— Start of QUOTED TEXT —
Around this time of year I
usually have a moan about something I've seen on TV, usually Sherlock, but as
thankfully that's unlikely to ever annoy me again I thought that this year I'd
bang on about the best, the worst and the most entertainingly daft things I've
seen this year.
First, the good: Twin Peaks,
Season 3, Episode 8, Gotta Light. When I first heard that Twin Peaks was being
revived I wasn't too enthused despite the fact that the original makers were behind
the endeavour. I loved the show during its original run, but then again,
thinking back, I struggled to work out why.
I enjoyed the weird backward-talking
dancing dwarf side of it and I liked the murder mystery element. The optimistic
Coop and the folksy Truman are probably my favourite cop double-act, ably
backed up by mystical Hawk, goofy Andy and even goofier Lucy. Other characters
such as Leland, Ben, Norma, Denise and the Log Lady were superb, Bob will
always be the scariest character ever to appear on screen, and things like the
Invitation to Love soap in a soap and Josie getting turned into a doorknob are
still memorable. Then there's the other stuff.
There's the endless teen
angst. There's the filler material like little Nicky, James's noir exploit, and
Nadine becoming superhuman. There's the theme tune blurting out ten times an
episode. There's James singing, Audrey dancing, Bobby being cool. . . The
list of annoying scenes and sub-plots and characters is longer than anything
else I like, so whether a return would work depended on the balance between the
soap-opera, the murder mystery, and the surreal. To my surprise the return got
that balance right. It even included James singing, Audrey dancing and Bobby
being cool and made them all work.
— End of QUOTED TEXT —
— Start of DATASET ROWS —
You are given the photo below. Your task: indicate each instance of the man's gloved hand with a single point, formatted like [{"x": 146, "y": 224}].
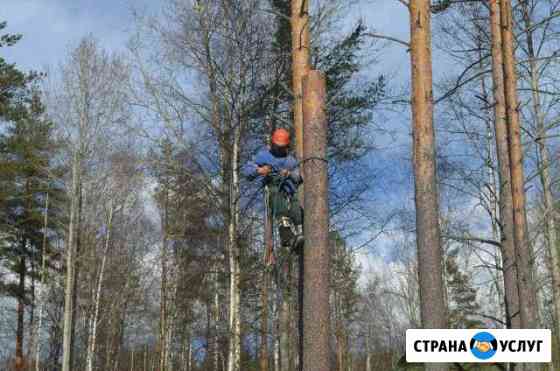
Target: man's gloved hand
[{"x": 264, "y": 170}]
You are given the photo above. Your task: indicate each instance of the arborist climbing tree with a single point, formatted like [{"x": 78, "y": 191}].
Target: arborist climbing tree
[{"x": 275, "y": 167}]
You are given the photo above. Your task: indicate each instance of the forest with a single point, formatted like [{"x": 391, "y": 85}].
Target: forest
[{"x": 137, "y": 231}]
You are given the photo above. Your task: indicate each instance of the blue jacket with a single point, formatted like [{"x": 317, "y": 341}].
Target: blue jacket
[{"x": 264, "y": 157}]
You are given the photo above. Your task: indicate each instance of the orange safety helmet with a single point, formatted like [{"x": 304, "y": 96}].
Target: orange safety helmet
[{"x": 281, "y": 137}]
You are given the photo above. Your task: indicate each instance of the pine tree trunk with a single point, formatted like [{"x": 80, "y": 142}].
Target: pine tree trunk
[
  {"x": 234, "y": 356},
  {"x": 70, "y": 286},
  {"x": 216, "y": 351},
  {"x": 524, "y": 256},
  {"x": 285, "y": 331},
  {"x": 263, "y": 354},
  {"x": 432, "y": 305},
  {"x": 506, "y": 204},
  {"x": 43, "y": 283},
  {"x": 549, "y": 211},
  {"x": 20, "y": 363},
  {"x": 164, "y": 289},
  {"x": 300, "y": 64}
]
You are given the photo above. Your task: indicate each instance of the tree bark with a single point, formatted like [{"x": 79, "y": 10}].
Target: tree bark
[
  {"x": 234, "y": 359},
  {"x": 524, "y": 256},
  {"x": 432, "y": 303},
  {"x": 43, "y": 283},
  {"x": 70, "y": 266},
  {"x": 300, "y": 64},
  {"x": 20, "y": 363},
  {"x": 316, "y": 308},
  {"x": 263, "y": 354},
  {"x": 506, "y": 204},
  {"x": 550, "y": 215},
  {"x": 93, "y": 328}
]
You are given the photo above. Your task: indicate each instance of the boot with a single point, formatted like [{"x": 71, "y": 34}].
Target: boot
[
  {"x": 285, "y": 231},
  {"x": 298, "y": 241}
]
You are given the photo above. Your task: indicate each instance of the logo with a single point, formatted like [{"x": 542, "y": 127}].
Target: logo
[{"x": 483, "y": 345}]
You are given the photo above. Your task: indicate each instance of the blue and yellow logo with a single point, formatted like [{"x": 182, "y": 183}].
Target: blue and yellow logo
[{"x": 483, "y": 345}]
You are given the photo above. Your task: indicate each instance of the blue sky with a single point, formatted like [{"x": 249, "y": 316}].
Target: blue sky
[{"x": 51, "y": 27}]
— End of DATASET ROWS —
*WHAT IS NEEDED*: Continue the piece on the year's television from its final sentence, "It even included James singing, Audrey dancing and Bobby being cool and made them all work."

*TASK RESPONSE*:
Someone once said that
revivals of once-popular shows should give viewers what they need rather than
what they want. Most shows try to do the latter and they usually fail because no
two fans of anything can ever agree about what they want. Twin Peaks gave me
what I needed, which was something that had little to do with Twin Peaks
and more to do with a retrospective look back at the highlights of David
Lynch's film career.
Episode 8, Gotta Light, was
the thing I needed the most. I hadn't considered it before seeing that episode,
but a sequel to Eraserhead was something that was missing from my life. It was
an hour of mainly silent, black and white surreal imagery of scruffy blokes
shuffling around in search of a light interspersed with the first atom bomb,
the giant floating in a music hall and the convenience store mentioned in passing
by the one-armed man twenty-eight years ago. Nothing else I've seen this year,
or perhaps any year, was as inspired or as perfect.
In essence it was a Bob
origin story, but unlike every other origin story I've ever watched in which
explaining the motivations and forces that create a memorable character only go
to diminish the character, this origin tale worked. Although that could be
because I missed seeing Bob's face in the pile of goo, so I ended up watching it
three times before I even realized it was a Bob origin story. This was pure
story-telling that worked on an emotional level without any consideration given
to character, plot or any of the usual techniques. But before I get too
pretentious in trying to explain why I liked it I'll just say: this is the
water and this is the well. Drink full and descend. The horse is the white of
the eyes and the dark within.
If quoting those lines didn't send you to sleep, I'll move on to the bad: Safe House,
season 2, episode 4. IMDB's rating for this episode is 3.6. This is very low. It's
also too high.
Safe House has an odd
history. Season 1 starred Christopher Eccleston as a maverick cop who left the
police under a cloud after an undisclosed incident and who now battles the
demons of the past while trying to single-handedly solve an old crime and run a
safe house with his wife. It was entertaining and ended on a cliffhanger that
was interesting enough to make me watch season 2.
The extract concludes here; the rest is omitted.